#### WHAT THE TASK REQUIRES:
Word for word, write out the entries that follow, omitting all pictures.

++++ TASK INPUT ++++

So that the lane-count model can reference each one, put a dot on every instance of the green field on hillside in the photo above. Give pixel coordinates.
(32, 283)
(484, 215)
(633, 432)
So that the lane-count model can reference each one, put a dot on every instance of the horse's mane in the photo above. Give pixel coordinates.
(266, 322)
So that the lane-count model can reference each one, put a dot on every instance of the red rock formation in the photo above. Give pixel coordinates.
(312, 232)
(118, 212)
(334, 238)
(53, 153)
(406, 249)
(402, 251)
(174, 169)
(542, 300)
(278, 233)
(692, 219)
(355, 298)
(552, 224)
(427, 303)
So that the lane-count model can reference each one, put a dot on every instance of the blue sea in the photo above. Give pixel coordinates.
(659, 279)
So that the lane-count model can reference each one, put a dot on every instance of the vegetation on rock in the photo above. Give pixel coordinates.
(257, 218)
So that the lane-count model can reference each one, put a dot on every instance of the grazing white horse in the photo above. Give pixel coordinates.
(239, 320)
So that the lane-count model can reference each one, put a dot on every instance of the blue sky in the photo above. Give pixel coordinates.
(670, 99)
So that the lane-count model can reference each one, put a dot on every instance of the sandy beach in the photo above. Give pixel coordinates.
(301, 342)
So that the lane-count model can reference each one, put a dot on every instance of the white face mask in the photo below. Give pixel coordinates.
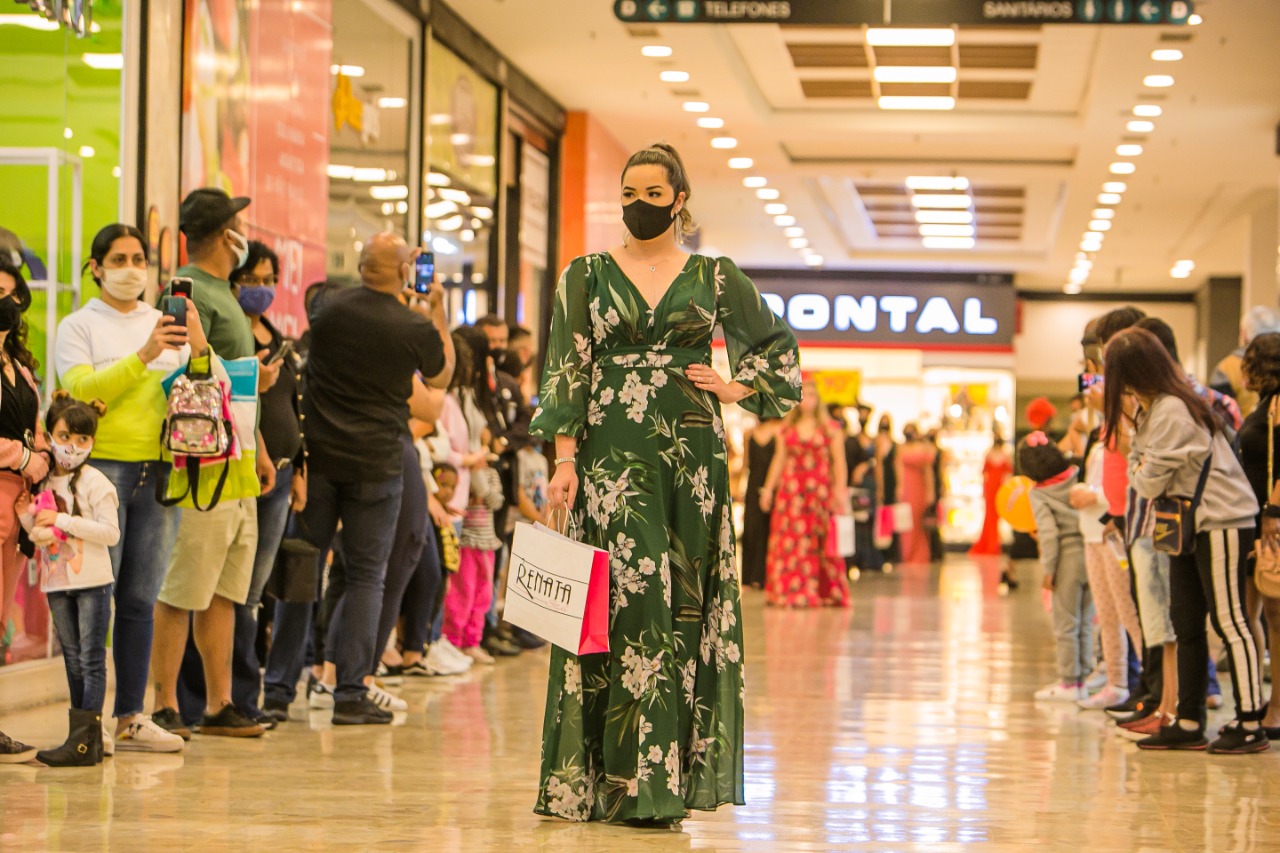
(126, 283)
(69, 456)
(241, 246)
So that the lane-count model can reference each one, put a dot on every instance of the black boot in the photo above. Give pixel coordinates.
(83, 747)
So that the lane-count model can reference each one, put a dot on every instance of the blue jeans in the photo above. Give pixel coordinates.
(140, 561)
(273, 514)
(368, 512)
(82, 617)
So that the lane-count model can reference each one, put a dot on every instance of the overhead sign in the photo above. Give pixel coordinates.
(908, 13)
(849, 311)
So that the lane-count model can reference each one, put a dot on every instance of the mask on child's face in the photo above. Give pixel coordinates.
(69, 456)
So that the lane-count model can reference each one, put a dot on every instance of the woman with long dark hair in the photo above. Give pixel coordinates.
(118, 349)
(1178, 450)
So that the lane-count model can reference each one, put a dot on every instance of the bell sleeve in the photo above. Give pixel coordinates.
(762, 350)
(567, 377)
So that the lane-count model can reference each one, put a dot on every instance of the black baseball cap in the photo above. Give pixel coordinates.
(208, 209)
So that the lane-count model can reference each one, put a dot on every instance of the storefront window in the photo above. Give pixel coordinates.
(60, 114)
(460, 186)
(370, 135)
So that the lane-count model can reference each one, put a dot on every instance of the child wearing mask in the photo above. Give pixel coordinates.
(1063, 556)
(73, 523)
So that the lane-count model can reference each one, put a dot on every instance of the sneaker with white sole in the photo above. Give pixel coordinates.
(440, 662)
(384, 699)
(319, 696)
(1105, 698)
(145, 735)
(1060, 692)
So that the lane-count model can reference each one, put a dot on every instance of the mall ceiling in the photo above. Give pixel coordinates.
(1040, 113)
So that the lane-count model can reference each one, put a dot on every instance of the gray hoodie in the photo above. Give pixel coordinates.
(1056, 520)
(1168, 455)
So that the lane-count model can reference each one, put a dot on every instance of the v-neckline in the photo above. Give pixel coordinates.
(653, 308)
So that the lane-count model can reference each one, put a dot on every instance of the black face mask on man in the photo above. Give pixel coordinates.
(645, 220)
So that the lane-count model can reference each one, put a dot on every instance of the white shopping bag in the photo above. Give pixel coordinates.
(558, 589)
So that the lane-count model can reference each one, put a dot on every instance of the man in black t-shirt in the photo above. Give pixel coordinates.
(366, 345)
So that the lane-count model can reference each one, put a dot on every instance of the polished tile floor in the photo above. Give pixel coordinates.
(904, 724)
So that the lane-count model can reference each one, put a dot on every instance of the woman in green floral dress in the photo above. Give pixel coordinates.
(653, 726)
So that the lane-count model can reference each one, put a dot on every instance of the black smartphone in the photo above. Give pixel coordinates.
(424, 273)
(176, 306)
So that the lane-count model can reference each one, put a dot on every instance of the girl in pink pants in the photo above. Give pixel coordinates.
(471, 589)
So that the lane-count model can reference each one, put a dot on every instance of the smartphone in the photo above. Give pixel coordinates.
(424, 273)
(282, 354)
(176, 306)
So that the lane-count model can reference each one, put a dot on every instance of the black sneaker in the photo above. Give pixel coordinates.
(360, 712)
(1238, 740)
(229, 723)
(14, 752)
(278, 711)
(169, 720)
(1174, 737)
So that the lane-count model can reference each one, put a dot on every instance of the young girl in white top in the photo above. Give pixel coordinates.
(73, 521)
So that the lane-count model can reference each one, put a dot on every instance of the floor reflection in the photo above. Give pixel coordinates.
(901, 724)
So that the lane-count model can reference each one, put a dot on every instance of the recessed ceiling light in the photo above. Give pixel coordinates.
(908, 37)
(947, 231)
(949, 242)
(950, 203)
(937, 183)
(944, 217)
(915, 74)
(915, 103)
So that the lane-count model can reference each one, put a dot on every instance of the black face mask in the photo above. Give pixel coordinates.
(645, 220)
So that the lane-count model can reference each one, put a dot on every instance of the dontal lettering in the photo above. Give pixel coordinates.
(845, 313)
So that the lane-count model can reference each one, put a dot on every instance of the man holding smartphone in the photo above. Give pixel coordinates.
(366, 345)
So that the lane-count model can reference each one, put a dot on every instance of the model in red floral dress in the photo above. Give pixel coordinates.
(805, 483)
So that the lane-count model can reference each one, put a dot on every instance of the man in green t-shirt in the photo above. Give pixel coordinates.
(213, 559)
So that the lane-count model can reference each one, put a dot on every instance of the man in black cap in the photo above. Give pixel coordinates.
(213, 559)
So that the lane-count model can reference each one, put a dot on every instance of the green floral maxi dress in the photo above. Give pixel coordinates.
(656, 725)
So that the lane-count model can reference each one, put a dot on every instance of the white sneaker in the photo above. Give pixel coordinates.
(320, 696)
(1059, 692)
(1105, 698)
(384, 699)
(145, 735)
(453, 652)
(438, 661)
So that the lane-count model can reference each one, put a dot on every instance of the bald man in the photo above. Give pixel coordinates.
(366, 346)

++++

#### ANSWER SPACE:
So that the lane-count model can reference each one, put a dot on every instance of the green field on hillside in the photo above. Give pixel coordinates.
(32, 283)
(484, 215)
(633, 432)
So that the lane-count model can reference each one, put a dot on every instance of the horse's mane in the photo above. Give pixel coordinates.
(266, 322)
So that the lane-count model can reference each one, put a dot on every instance of the red rock formation in the photo above. Give pixel coordinates.
(312, 232)
(118, 212)
(334, 238)
(53, 153)
(406, 249)
(402, 251)
(174, 169)
(542, 300)
(278, 233)
(692, 219)
(355, 298)
(552, 224)
(427, 303)
So that the lane-count model can reference each one, put a dot on every instance of the blue sea in the photo above. Give pixel coordinates.
(659, 279)
So that the lane-count model can reference each one, put a dot on every instance of the vegetation on rock in the photo above. Give pixel coordinates.
(257, 218)
So that the lane-count model can reference each one, put a dot on every instance of the grazing white horse in the photo above. Give pixel coordinates.
(239, 320)
So that the lane-count model can reference each one, put a dot on every instance of the blue sky in the photo above. Give pixel coordinates.
(670, 99)
So that the lane-count model can reference each one, put a dot on every instance of the sandy beach in the photo above. Give pixel coordinates.
(301, 342)
So that the lane-count model can reference each one, put a dot on every instance of the white face mask in the photo below. Give pixel coordinates.
(126, 283)
(69, 456)
(241, 246)
So that the lane-count model can reference each one, put a dot on every instance of the black boot in the photo above. Give pixel coordinates.
(83, 747)
So that the lane-count model can reference each one, put a dot on every instance of the blue jeans in the photo above. Give pixel coordinates.
(140, 561)
(273, 514)
(368, 512)
(82, 617)
So that the lane-count model can reference each one, put a dot on every instance of the overhead sign in the photo above. Give pixel coordinates.
(908, 13)
(849, 311)
So that the lane-count model can reference each one, put a dot on every instance of the mask on child's face in the photo above. Give pixel coordinates.
(69, 456)
So that the lane-count model can reference each one, put a dot on every instance of the woman with long dark hair in the photo above. Give pixel coordinates.
(118, 349)
(1178, 450)
So that the lane-count model can reference each one, put a dot on every instance of the bell sleeve in the photo above. Give pixel coordinates.
(762, 350)
(567, 377)
So that the lane-count model can reference each one, put a dot on every instance of the black baseball cap in the photo above. Give pixel coordinates.
(208, 209)
So that the lane-count model can reference each one, put a dot on every instance of the storefront window in the photo above. Give pixel coordinates.
(60, 114)
(460, 186)
(370, 135)
So that the lane-count model can reference each one, put a dot on every instance of the child wearing mask in the photo above. Give pixel coordinates.
(1063, 556)
(73, 523)
So that the lane-count model can reference each one, put a dot on every instance of the sneaker with white sole in the photo above. Give pixel coordinates.
(440, 662)
(384, 699)
(319, 696)
(1105, 698)
(145, 735)
(1060, 692)
So that the lane-count model can reference each one, put a dot on every instance of the mall ceiling in the photo above. Give pixel coordinates.
(1040, 113)
So that the lane-count model can reference each one, put a dot on every instance of the gray hoodie in the photo above. Give pixel coordinates.
(1056, 520)
(1168, 455)
So that the lane-count model can reference each one, put a dot on every instance of the v-neckline in the photo above. Give pixel coordinates.
(653, 308)
So that the lane-count model can reference each one, put a dot on every instance of the black face mask on man in the photo above. Give pixel coordinates.
(645, 220)
So that the lane-count model can reference each one, put a dot on every instance of the white shopping bag in the photo above. Give pixel coordinates.
(558, 589)
So that the lane-count model can reference each one, put a dot on every instance of the man in black t-shirt in the photo above. Give pixel coordinates.
(366, 345)
So that the lane-count model can reference each one, put a dot on every instance of the polished tile floor in the photo above. Give pixel coordinates.
(904, 724)
So that the lane-count model can reference each one, put a dot on every instance of the woman in green floral dress in the photo above. Give pixel coordinates.
(653, 726)
So that the lane-count model can reference each one, put a dot on every instance of the black smartphone in the photo above. Give pixel coordinates.
(424, 273)
(176, 306)
So that the lane-count model can reference each one, put a dot on every instance of the girl in pink pants in the photo above. Give pixel coordinates.
(471, 589)
So that the lane-count model can reference each one, put a dot on every instance of the smartphone in the photo above. Give pixel coordinates.
(424, 273)
(282, 354)
(176, 306)
So that the lane-count model can reference each one, put a dot on every instance of the black sneaker in the photo above. Give pixel coordinates.
(360, 712)
(1238, 740)
(229, 723)
(14, 752)
(278, 711)
(169, 720)
(1174, 737)
So that the lane-count model can reference each one, put a dot on every instance of the young girl in white top in the photo above. Give pixel coordinates.
(73, 521)
So that the lane-count model can reference each one, put a dot on every instance of the floor reflection in the photo above. Give pixel coordinates.
(901, 724)
So that the lane-count model can reference each one, put a dot on every instance of the recessed ceiling light in the photo above. Give pixel coordinates.
(908, 37)
(947, 231)
(949, 242)
(950, 203)
(937, 183)
(944, 217)
(915, 74)
(915, 103)
So that the lane-count model can reference each one, put a dot on every instance of the black face mask in the photo above. Give pixel coordinates.
(645, 220)
So that the lane-count model can reference each one, put a dot on every instance of the dontal lettering in the photo above. Give pixel coordinates.
(845, 313)
So that the lane-count model can reference each one, put a dot on every instance of the man holding smartphone in the photo above. Give pixel coordinates.
(366, 345)
So that the lane-count model can reference each one, put a dot on every instance of the model in red floral dress in the photo above. Give pixel coordinates.
(805, 483)
So that the lane-count model can reference each one, put a dot on every instance of the man in green t-shirt in the photo above. Give pixel coordinates.
(213, 559)
So that the lane-count model can reference each one, put a dot on every instance of the man in black cap in the photo above. Give pixel coordinates.
(213, 559)
So that the lane-count model can reference each one, put a dot on every instance of the green floral maxi dress in the photo above. Give pixel coordinates.
(656, 725)
So that the lane-count model can reference each one, put a dot on every instance of the white sneaker in the photo above. Give pixel coordinates.
(320, 696)
(1059, 692)
(1105, 698)
(384, 699)
(145, 735)
(453, 652)
(438, 661)
So that the lane-count model can reference each one, put a dot on every instance of the bald man in the photo above. Give pixel coordinates.
(366, 346)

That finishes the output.